Instruction: Edit the listing below by putting "Could you" in place of every "Would you be able to", and leave every other word as it is.

Stored records:

--- Start ---

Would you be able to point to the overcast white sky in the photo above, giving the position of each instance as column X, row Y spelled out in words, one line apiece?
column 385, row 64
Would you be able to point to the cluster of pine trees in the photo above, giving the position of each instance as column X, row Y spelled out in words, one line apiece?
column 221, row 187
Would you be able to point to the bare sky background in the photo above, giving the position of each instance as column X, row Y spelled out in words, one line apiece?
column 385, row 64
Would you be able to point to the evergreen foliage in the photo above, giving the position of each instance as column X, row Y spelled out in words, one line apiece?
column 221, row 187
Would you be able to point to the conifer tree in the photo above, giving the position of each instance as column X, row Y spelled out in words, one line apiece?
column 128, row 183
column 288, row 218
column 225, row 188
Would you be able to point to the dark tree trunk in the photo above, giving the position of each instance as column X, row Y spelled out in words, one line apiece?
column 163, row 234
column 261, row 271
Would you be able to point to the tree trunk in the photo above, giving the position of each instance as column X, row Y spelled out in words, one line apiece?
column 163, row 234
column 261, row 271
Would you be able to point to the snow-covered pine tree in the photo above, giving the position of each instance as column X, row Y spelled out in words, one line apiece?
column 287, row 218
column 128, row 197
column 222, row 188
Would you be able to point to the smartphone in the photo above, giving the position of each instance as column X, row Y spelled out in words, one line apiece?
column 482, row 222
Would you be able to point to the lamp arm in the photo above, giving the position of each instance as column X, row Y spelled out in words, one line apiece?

--- End ---

Full answer:
Could you point to the overcast white sky in the photo above, giving the position of each instance as column X, row Y spelled out in words, one line apiece?
column 385, row 64
Could you point to the cluster of pine trees in the photo above, giving the position of each instance as column X, row Y spelled out in words, one line apiece?
column 221, row 187
Could you point to the bare sky background in the photo above, giving the position of each instance as column X, row Y spelled out in words, one line apiece?
column 385, row 64
Could you point to the evergreen foliage in the photo above, giving the position of each instance as column X, row Y spelled out in words, one line apiece?
column 221, row 187
Could you point to the conifer tree in the photo above, giving the position of each instance as column X, row Y spelled out in words, one line apiece?
column 128, row 183
column 288, row 218
column 225, row 188
Could you point to the dark tree trunk in the photo above, giving the position of each instance as column X, row Y spelled out in words, one line apiece?
column 163, row 234
column 261, row 271
Could you point to the tree trunk in the photo above, giving the position of each instance as column X, row Y spelled out in words, one line apiece?
column 163, row 234
column 261, row 271
Could you point to the snow-covered pine tree in the photo above, giving the position of each instance as column X, row Y spelled out in words, one line apiece?
column 287, row 218
column 128, row 197
column 222, row 188
Could you point to the smartphone in the photo above, giving the position of each instance as column X, row Y spelled out in words, one line apiece?
column 482, row 222
Could you point to the lamp arm in the photo above, giving the position of each instance as column X, row Y spelled out in words, one line apiece?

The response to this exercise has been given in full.